PROBLEM TO WORK ON: Return exactly the span of lines that opens with the line containing "Where can you find the car wheel?" and closes with the last line of the data, inclusive.

[Image location labeling entries]
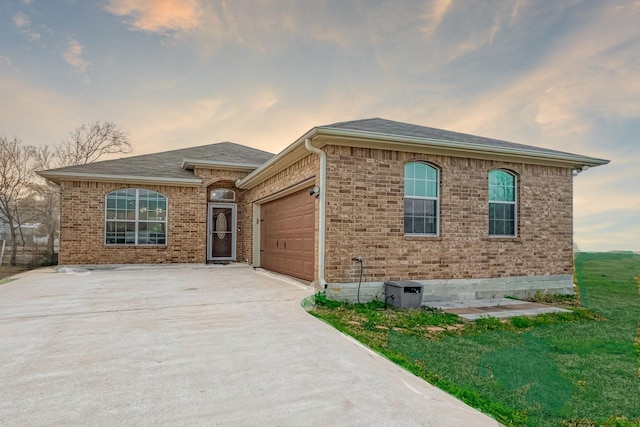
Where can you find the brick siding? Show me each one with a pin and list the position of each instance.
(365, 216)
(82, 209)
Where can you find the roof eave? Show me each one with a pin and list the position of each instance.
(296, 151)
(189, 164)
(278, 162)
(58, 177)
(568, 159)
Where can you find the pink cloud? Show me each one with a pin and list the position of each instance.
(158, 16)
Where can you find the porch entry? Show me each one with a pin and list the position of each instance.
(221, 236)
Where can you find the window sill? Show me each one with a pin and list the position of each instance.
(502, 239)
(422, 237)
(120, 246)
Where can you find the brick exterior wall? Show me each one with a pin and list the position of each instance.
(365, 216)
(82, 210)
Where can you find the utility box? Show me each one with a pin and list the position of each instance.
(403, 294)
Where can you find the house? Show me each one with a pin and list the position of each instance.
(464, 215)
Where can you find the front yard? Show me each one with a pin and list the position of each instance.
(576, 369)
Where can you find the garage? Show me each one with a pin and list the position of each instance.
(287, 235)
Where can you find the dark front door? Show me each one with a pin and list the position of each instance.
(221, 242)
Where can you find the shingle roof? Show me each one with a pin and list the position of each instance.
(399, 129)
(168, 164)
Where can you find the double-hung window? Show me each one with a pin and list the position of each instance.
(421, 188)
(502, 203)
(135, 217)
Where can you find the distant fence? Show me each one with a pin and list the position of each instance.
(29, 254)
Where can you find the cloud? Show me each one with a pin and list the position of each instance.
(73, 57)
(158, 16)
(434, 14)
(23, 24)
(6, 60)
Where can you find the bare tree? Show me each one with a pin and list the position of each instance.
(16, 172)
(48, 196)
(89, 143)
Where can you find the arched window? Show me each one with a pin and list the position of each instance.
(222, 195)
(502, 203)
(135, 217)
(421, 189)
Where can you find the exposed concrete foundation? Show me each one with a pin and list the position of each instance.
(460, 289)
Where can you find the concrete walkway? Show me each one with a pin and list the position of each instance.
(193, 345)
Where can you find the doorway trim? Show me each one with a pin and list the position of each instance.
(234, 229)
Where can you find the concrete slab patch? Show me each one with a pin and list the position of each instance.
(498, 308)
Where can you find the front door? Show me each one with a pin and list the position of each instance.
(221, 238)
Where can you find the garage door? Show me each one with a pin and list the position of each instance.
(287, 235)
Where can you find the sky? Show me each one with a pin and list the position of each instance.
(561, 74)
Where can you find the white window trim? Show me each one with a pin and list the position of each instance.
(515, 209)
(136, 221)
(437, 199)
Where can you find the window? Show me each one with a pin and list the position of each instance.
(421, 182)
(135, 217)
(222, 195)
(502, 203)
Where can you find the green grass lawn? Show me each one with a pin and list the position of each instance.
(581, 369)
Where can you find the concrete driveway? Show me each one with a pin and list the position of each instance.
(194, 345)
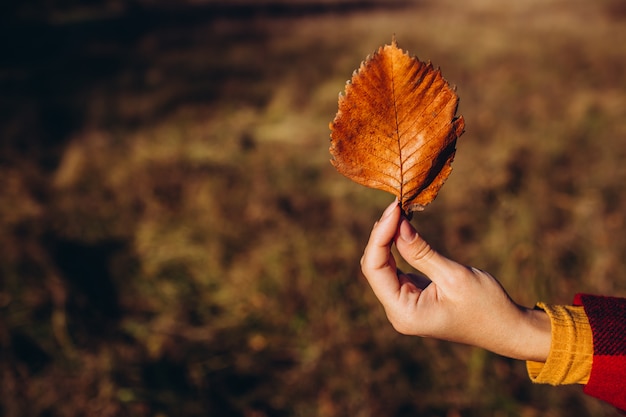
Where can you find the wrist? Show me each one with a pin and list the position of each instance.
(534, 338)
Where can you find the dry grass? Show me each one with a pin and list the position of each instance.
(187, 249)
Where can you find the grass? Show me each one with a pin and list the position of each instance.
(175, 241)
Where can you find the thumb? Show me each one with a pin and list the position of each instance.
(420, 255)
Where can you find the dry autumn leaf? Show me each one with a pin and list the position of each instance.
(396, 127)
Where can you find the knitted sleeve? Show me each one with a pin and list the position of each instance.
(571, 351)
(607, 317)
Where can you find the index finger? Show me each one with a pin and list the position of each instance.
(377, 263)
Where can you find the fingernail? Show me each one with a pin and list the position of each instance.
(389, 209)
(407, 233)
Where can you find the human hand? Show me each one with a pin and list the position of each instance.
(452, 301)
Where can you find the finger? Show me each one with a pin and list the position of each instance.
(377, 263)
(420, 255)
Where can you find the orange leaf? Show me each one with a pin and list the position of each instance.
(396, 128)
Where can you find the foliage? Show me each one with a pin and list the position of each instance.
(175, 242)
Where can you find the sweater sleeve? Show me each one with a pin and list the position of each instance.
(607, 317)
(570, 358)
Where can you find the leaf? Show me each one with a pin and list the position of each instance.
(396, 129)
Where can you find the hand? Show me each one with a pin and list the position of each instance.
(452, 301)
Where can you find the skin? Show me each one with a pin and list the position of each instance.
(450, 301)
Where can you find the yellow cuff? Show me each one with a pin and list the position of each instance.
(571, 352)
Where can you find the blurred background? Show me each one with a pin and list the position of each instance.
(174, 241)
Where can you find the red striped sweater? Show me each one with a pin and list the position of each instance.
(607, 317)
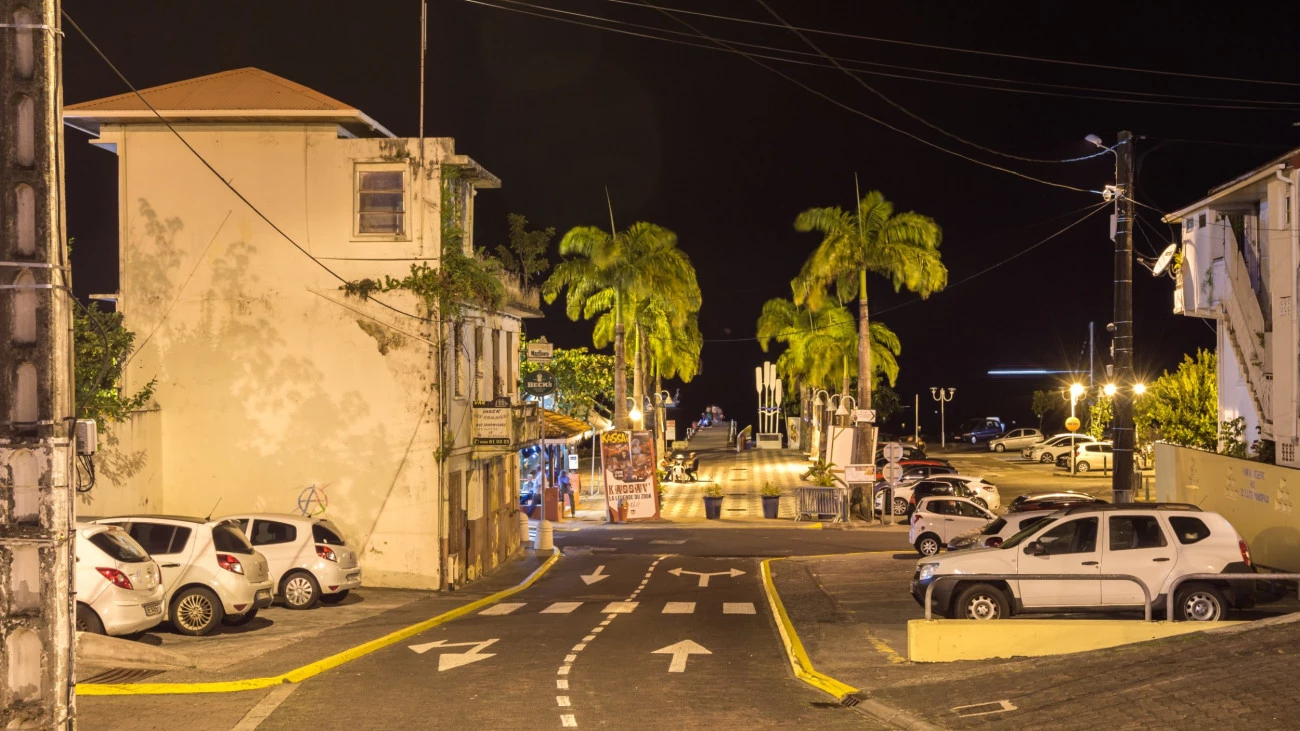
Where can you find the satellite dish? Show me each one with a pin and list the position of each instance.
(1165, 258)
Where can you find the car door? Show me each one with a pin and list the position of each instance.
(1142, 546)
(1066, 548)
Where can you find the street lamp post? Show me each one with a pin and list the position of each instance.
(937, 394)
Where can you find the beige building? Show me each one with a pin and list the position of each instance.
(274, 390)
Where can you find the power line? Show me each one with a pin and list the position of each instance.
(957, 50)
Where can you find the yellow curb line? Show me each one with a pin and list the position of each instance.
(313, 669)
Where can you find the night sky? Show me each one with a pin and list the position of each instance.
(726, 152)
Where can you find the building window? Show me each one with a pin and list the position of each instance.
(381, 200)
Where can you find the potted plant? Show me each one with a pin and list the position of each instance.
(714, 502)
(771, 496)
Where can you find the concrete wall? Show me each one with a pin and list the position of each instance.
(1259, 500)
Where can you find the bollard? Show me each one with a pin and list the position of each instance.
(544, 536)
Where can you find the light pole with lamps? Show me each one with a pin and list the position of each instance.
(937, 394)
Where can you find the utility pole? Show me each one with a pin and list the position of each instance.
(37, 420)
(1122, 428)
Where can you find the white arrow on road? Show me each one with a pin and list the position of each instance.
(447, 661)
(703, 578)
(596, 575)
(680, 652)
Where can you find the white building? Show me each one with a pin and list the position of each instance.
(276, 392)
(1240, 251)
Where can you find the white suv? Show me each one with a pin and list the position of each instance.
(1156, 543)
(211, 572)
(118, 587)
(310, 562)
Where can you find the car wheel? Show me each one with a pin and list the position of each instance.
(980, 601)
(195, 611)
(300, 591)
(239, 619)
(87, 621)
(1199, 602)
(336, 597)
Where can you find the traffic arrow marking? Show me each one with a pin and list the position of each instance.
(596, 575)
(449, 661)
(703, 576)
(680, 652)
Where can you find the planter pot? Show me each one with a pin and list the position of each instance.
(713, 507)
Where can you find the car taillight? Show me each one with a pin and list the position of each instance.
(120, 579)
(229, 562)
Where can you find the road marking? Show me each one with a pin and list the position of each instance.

FULL ANSWER:
Where can you find the car wheel? Show me each one with a pin and list the position of each instance.
(980, 601)
(195, 611)
(300, 591)
(239, 619)
(87, 621)
(1199, 602)
(336, 597)
Where can you find the traffic arrow marking? Show me each one with a pin and list the position of each instance.
(596, 575)
(449, 661)
(703, 576)
(680, 652)
Where can you find the planter pot? Show me each one with a pin and list the position of each instance.
(713, 507)
Where can you find the car taillight? Show me each one with a pin and list the position of each instance.
(120, 579)
(229, 562)
Where can you find the road marking? Show me each one with a pin and list the position of each instance.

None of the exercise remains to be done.